SOURCE DOCUMENT:

Rick is correct though. you need to have someone who is mostly on the same page. I've gone through that. only works for a little while till the newness wears off.

in answer to Chuck's last post. mostly business men.(or those are the ones that I meet) but I was referring to the fact that I would only move that far to find a smaller property. ~Georgia


----------



## ydderf (Dec 15, 2018)

Rick how far away are you looking? My youngest (44 YO) oh lord am I old, married a Filipino woman they have had a solid steady marriage which is longer then my current marriage.


----------



## nehimama (Jun 18, 2005)

Wishing you Good Luck, and all the best in your search.


----------



## rickfrosty (Jun 19, 2008)

newfieannie said:


> I could be wrong Bill but I don't think she wanted to move. didn't she have her own homestead? that's the problem, most of us are already established and Rick needs someone who can chuck everything and move to his homestead. I feel I'm designed to partner with a man also but I don't dwell on it anymore and I don't plan to move except maybe later to a smaller home but within 20 miles or so. ~Georgia





Alice In TX/MO said:


> You said that having a discussion with a female human is a waste of time if she doesn’t agree with you.
> 
> I think I see the problem here, but I don’t want to waste my time.


Damn, people here never heard of the benefit of the doubt ? Of course I didn't mean it that way.
I refused to learn typing in school, and slightly dyslexic and focus not so great, so a lot of mistakes to proof, so don't want to spend months writing to a woman who is locked into the 'normalcy bias' .


----------



## rickfrosty (Jun 19, 2008)

ydderf said:


> Rick how far away are you looking? My youngest (44 YO) oh lord am I old, married a Filipino woman they have had a solid steady marriage which is longer then my current marriage.


Thank you, I've considered that because a friend married a Philippino girl too, and is very happy living there .
I wouldn't feel safe to live over there, and too much real estate here anyway to move. She'd have to come here, and she might not like rural Maine .

EXTRACTED RECORDS:
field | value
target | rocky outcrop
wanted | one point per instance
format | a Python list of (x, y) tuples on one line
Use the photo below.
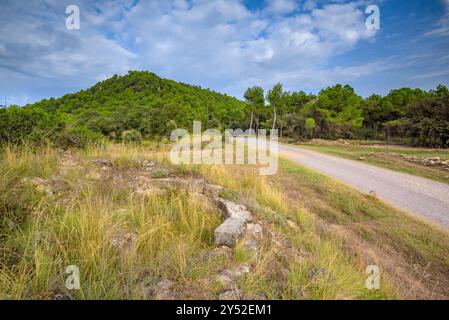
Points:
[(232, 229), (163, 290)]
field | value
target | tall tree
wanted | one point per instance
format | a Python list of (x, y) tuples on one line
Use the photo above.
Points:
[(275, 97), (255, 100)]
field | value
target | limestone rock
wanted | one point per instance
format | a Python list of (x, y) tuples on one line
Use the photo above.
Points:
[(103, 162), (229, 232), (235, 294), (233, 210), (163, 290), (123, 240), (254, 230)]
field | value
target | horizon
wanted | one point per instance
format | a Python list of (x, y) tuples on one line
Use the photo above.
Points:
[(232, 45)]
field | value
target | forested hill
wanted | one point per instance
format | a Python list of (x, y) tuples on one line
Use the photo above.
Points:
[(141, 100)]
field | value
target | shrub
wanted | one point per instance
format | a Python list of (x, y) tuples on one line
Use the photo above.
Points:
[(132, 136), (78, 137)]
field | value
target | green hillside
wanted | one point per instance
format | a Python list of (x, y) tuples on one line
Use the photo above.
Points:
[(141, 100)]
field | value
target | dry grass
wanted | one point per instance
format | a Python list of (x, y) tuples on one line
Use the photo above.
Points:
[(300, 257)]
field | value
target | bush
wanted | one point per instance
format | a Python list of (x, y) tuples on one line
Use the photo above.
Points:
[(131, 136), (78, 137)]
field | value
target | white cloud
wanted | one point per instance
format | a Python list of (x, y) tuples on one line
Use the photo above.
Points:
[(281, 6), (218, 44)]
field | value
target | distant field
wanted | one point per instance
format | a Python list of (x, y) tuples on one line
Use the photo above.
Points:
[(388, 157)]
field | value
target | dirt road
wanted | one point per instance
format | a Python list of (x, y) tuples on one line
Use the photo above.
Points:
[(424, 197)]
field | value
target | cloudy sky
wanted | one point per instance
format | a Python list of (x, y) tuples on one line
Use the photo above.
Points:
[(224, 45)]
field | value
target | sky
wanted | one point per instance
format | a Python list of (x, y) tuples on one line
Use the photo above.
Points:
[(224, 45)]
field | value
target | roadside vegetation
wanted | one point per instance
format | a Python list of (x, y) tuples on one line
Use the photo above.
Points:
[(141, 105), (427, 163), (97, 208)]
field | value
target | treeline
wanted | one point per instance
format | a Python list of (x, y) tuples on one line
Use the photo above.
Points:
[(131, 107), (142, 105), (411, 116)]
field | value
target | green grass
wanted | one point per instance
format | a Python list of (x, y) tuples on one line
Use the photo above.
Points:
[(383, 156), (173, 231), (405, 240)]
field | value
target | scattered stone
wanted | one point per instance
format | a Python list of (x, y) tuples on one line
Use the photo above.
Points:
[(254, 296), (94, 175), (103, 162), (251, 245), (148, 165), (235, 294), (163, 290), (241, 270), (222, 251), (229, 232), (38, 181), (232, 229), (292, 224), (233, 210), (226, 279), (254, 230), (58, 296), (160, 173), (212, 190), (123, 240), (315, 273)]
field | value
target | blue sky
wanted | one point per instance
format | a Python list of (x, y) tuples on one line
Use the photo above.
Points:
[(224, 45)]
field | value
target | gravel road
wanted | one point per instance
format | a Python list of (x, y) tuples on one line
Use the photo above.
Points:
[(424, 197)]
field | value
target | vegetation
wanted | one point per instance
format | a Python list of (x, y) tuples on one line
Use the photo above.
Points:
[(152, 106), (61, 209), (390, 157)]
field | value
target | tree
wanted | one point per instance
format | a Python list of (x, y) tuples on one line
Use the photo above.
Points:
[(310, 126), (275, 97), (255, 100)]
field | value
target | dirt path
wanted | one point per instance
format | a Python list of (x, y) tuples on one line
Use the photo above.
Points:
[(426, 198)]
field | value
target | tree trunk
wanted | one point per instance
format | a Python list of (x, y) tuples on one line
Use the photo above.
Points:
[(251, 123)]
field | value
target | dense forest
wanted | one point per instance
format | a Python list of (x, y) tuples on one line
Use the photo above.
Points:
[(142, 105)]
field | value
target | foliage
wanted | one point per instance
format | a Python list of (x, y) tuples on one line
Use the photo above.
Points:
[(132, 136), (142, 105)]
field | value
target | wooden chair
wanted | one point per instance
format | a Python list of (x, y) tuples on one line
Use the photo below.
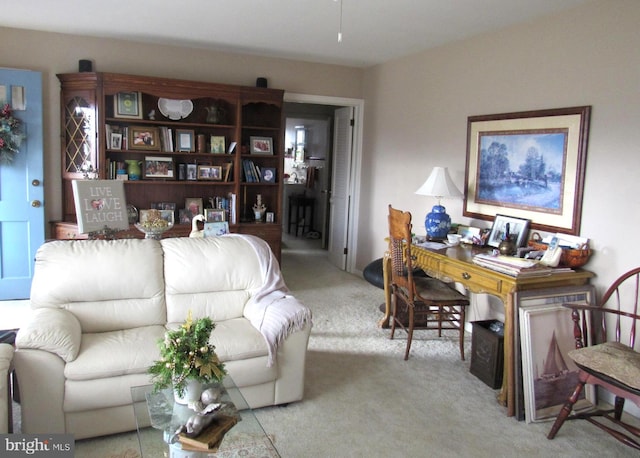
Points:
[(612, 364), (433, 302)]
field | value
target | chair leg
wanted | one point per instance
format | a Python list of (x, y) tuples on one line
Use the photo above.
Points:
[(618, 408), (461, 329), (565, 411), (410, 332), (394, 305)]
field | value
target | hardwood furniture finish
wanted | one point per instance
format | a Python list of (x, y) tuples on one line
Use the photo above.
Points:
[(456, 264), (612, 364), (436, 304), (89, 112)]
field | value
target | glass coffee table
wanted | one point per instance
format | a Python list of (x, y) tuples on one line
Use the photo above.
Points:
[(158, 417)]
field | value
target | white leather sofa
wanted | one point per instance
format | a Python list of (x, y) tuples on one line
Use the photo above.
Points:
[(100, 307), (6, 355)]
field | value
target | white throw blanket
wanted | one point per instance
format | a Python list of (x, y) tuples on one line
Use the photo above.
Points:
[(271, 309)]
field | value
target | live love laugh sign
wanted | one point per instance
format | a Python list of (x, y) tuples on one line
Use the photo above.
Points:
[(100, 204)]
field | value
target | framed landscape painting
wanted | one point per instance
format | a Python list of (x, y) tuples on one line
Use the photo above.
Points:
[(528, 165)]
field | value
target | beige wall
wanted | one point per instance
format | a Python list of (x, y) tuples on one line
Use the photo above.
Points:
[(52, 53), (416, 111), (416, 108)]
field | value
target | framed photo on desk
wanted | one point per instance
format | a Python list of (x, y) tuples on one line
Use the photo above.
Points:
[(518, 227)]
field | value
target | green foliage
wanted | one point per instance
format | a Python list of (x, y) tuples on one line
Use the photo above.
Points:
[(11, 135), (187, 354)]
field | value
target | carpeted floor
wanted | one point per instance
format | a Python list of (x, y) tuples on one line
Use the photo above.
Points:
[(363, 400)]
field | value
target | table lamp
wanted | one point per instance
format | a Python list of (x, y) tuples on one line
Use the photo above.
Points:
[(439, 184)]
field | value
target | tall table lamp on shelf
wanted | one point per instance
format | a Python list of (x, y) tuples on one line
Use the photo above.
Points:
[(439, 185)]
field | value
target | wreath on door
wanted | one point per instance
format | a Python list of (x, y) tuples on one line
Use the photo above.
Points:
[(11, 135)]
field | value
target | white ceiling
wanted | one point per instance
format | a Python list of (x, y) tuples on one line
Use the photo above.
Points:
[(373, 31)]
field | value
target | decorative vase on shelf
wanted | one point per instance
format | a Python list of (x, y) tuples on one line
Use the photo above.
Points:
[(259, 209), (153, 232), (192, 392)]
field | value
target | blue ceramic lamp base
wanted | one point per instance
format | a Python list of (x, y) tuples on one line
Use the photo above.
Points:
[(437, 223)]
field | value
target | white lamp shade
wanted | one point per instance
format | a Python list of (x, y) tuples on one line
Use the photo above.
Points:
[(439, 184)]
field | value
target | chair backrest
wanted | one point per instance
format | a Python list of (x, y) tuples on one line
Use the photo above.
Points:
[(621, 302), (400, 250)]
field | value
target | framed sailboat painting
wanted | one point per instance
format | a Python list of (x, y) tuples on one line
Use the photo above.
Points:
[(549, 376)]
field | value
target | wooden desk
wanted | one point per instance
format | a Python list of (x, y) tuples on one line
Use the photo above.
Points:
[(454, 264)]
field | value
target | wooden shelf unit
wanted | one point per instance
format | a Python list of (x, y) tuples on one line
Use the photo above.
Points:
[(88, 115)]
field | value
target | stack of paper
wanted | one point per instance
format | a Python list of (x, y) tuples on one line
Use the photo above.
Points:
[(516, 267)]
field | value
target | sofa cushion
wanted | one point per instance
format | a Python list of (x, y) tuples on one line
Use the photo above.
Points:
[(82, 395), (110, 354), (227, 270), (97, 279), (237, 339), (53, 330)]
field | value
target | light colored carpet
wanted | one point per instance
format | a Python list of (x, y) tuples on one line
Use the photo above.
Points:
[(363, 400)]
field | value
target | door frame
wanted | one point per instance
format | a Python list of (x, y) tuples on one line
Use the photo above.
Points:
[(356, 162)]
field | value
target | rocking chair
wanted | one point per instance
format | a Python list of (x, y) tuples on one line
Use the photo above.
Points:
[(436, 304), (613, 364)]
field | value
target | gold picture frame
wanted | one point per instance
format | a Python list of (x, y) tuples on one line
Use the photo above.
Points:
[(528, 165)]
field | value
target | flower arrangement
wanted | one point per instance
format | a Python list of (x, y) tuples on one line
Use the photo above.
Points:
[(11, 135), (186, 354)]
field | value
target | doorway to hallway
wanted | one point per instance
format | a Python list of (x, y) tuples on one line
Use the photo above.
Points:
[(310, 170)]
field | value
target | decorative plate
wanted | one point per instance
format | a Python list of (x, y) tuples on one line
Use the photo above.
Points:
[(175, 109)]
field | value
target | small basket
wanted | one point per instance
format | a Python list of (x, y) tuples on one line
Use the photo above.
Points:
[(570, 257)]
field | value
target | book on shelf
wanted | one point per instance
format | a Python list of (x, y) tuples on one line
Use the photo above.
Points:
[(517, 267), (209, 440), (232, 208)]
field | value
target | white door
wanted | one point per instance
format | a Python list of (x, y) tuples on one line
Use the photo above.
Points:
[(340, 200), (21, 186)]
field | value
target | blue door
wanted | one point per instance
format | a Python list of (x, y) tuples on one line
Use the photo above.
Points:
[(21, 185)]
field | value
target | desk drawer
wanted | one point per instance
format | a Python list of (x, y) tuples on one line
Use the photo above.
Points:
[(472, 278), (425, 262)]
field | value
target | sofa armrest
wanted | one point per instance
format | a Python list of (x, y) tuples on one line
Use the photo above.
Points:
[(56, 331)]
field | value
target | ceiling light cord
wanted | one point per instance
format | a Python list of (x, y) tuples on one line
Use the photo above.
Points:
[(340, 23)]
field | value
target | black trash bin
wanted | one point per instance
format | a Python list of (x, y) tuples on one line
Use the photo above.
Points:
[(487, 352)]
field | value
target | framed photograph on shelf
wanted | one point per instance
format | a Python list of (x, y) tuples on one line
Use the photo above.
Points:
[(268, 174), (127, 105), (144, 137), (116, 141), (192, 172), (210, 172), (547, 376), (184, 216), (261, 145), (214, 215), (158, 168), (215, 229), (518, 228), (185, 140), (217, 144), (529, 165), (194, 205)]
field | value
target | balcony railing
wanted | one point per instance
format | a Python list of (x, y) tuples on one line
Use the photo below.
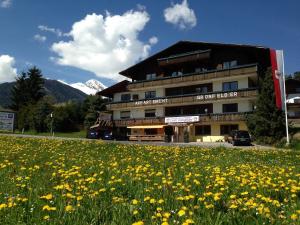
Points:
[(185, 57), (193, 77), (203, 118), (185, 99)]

==

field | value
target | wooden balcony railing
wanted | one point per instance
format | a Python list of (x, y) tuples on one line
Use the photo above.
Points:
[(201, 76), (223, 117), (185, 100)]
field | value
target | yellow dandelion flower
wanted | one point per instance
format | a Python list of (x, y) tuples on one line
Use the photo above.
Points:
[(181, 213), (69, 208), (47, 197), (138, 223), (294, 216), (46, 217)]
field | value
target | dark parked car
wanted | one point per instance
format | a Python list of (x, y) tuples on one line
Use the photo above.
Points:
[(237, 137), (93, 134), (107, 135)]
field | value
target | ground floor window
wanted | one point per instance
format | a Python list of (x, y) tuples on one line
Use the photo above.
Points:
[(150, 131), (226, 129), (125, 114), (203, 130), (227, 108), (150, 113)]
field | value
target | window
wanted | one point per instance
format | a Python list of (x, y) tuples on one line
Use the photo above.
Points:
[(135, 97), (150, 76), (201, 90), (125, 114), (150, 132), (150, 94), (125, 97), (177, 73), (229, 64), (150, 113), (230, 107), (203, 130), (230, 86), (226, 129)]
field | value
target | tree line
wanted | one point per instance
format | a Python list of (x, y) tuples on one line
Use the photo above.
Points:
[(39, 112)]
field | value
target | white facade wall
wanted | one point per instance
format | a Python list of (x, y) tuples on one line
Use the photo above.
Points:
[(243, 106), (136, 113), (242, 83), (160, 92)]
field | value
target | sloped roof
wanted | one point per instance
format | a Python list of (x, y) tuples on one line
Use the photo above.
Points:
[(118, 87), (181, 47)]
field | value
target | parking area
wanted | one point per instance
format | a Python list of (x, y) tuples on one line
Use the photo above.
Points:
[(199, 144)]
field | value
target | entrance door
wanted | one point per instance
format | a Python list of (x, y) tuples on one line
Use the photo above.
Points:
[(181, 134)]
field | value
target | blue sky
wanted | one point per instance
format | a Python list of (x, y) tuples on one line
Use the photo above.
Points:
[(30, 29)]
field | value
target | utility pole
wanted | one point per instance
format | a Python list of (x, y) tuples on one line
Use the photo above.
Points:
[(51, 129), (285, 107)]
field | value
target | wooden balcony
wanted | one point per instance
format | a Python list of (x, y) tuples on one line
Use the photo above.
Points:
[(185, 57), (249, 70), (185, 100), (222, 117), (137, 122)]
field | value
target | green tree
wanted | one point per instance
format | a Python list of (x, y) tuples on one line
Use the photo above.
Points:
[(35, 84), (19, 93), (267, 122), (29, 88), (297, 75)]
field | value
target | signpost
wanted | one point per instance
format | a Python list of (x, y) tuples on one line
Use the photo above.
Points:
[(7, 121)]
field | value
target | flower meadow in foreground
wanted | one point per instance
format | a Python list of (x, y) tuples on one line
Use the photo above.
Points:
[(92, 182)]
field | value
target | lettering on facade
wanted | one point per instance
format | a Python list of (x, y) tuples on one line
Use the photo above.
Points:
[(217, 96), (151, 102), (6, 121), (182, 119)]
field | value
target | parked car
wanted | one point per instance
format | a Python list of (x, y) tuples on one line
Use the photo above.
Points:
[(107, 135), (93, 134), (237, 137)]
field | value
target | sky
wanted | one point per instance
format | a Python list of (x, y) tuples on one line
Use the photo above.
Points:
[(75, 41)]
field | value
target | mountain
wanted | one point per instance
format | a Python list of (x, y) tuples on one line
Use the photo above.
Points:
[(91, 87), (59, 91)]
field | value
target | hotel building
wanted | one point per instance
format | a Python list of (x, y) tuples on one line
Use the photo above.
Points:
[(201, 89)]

EXERCISES TO COMPLETE:
(a) Using the forum thread above, decide whether each statement agrees with it, and back each yes or no with the thread's deciding words:
(i) ydderf's youngest child married a Filipino woman.
(ii) Georgia plans to move to a smaller home more than 20 miles away.
(iii) rickfrosty says he would move overseas to be with a partner.
(b) In the forum thread above, what place does rickfrosty say a partner might not like?

ANSWERS PROVIDED:
(a)
(i) Yes: "My youngest (44 YO) oh lord am I old, married a Filipino woman"
(ii) No: "I don't plan to move except maybe later to a smaller home but within 20 miles or so."
(iii) No: "I wouldn't feel safe to live over there, and too much real estate here anyway to move. She'd have to come here"

(b) Rural Maine.